DATASET EXTRACT:
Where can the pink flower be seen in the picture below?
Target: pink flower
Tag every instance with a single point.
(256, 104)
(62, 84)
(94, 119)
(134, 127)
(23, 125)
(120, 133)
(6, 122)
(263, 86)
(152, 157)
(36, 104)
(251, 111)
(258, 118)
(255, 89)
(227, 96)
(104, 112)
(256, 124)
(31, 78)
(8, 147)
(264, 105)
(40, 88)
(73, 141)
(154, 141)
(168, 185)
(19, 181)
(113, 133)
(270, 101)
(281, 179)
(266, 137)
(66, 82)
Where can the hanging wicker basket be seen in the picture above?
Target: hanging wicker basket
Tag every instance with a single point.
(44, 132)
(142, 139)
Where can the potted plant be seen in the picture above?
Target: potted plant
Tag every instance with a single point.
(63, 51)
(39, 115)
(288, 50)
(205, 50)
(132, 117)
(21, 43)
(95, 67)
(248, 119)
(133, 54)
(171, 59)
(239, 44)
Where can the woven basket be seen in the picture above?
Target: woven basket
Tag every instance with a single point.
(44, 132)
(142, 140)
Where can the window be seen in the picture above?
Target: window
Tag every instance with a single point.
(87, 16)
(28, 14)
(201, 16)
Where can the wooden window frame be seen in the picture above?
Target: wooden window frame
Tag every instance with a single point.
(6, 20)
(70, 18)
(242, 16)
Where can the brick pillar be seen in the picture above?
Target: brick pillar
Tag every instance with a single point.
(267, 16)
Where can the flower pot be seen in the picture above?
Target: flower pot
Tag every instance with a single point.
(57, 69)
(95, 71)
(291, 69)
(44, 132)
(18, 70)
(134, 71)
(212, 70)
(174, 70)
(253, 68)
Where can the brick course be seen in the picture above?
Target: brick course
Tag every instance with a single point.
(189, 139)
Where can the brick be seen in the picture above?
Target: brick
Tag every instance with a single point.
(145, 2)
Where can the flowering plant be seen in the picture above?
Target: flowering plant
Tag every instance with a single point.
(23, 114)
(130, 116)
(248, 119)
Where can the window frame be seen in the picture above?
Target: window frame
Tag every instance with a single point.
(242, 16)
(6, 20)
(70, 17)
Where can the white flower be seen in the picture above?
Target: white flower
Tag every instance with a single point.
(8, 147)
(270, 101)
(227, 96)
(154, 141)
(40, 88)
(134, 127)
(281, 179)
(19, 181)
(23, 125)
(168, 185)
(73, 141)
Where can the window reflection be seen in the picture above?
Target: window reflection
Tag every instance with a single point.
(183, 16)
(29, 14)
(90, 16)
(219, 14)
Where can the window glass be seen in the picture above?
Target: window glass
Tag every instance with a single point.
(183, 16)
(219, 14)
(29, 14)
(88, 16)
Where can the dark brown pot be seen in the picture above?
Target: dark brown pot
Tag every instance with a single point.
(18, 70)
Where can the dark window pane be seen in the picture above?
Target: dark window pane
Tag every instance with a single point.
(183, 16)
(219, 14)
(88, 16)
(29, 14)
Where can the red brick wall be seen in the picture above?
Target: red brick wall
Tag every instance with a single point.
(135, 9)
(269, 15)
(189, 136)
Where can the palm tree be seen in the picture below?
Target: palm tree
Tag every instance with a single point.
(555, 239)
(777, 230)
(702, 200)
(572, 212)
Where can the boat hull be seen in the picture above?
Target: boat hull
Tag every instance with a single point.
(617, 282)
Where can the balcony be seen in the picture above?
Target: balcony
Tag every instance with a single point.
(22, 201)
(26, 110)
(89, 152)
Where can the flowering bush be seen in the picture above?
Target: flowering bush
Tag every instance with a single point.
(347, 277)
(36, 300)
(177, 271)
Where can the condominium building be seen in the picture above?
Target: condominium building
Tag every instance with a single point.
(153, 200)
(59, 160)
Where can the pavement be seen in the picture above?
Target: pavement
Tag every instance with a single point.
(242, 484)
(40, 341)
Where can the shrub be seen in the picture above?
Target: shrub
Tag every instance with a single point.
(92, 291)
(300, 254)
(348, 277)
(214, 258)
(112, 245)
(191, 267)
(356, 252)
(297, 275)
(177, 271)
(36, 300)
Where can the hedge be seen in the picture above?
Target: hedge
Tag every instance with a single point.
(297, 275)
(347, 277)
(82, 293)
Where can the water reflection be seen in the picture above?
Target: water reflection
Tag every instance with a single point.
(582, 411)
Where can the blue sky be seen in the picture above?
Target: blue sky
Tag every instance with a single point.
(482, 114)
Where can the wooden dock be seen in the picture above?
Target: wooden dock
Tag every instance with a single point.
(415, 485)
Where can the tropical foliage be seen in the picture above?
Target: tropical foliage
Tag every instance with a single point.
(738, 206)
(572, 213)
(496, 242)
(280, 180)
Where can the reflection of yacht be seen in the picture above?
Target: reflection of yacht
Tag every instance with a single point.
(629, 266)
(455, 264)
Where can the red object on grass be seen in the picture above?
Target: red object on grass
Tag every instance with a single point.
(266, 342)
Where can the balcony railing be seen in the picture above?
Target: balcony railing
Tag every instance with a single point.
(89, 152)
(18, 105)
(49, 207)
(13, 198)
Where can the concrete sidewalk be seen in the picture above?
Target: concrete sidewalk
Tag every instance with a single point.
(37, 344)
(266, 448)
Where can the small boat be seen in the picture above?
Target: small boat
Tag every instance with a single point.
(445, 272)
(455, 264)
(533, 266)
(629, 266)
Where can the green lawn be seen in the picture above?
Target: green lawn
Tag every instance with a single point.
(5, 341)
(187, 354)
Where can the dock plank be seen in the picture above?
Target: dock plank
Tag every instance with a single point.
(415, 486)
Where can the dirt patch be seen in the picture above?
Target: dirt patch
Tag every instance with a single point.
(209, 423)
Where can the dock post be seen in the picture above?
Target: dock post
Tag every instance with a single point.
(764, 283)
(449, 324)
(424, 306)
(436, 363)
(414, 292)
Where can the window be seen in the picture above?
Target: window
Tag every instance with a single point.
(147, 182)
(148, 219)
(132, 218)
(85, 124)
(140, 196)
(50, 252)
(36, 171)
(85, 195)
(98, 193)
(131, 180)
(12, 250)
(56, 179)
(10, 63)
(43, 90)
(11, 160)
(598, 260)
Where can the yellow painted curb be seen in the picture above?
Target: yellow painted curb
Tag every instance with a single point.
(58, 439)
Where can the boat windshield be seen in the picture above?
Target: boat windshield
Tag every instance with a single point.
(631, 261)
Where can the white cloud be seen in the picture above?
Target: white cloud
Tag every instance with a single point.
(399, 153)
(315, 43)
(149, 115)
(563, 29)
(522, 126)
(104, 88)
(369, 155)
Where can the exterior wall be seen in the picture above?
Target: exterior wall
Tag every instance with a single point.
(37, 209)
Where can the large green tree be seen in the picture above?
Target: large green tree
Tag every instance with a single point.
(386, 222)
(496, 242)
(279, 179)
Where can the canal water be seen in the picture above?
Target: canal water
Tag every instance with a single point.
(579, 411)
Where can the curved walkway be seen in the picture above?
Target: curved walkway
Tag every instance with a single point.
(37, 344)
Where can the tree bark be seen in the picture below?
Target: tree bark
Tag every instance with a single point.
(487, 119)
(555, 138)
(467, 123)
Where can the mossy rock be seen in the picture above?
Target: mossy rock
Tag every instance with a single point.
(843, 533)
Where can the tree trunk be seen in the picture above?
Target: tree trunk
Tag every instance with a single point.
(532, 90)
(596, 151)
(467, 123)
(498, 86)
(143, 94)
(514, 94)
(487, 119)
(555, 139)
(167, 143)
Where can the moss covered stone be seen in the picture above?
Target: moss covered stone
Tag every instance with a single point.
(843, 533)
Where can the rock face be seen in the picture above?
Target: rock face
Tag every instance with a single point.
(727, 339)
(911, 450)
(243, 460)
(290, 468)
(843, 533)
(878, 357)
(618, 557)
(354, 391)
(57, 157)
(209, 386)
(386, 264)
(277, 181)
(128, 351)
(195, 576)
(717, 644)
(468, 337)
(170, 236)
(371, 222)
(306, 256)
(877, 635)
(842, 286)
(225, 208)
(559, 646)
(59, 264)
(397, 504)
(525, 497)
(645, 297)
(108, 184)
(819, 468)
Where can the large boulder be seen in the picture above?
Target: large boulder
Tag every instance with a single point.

PROBLEM DETAILS:
Set down only these lines, exactly: the line containing "Where can the curved" and each line after it, through the end of the listing.

WRITTEN SOLUTION:
Where can the curved walkway be seen in the picture above?
Target: curved walkway
Tag every instance with a single point.
(37, 344)
Where can the tree bark be seen in the picture below?
Target: tree bark
Tag every instance with a single point.
(487, 119)
(555, 138)
(467, 123)
Where can the mossy rock be seen in the picture above?
Target: mossy rock
Tag every instance with a single point.
(843, 533)
Where can the tree trunk be seen in the picture above?
Target: tree trunk
Tag every instance with a single point.
(532, 90)
(596, 151)
(467, 123)
(498, 86)
(143, 94)
(514, 94)
(487, 119)
(555, 139)
(167, 143)
Where can the moss covered stone be seen in the picture above?
Target: moss covered stone
Tag every instance with a single point.
(843, 533)
Where can the rock face be seen in the picture above?
Target: rock face
Tag every instance with a single point.
(727, 339)
(911, 450)
(243, 460)
(290, 468)
(843, 533)
(878, 357)
(618, 557)
(354, 391)
(57, 157)
(209, 386)
(386, 264)
(277, 181)
(128, 351)
(195, 576)
(717, 644)
(468, 337)
(170, 236)
(371, 222)
(306, 256)
(877, 635)
(842, 286)
(225, 208)
(559, 646)
(59, 264)
(397, 504)
(525, 497)
(645, 297)
(108, 184)
(819, 468)
Where can the large boulder be seen in the picture above?
Target: large boulder
Tag every instance with a single point.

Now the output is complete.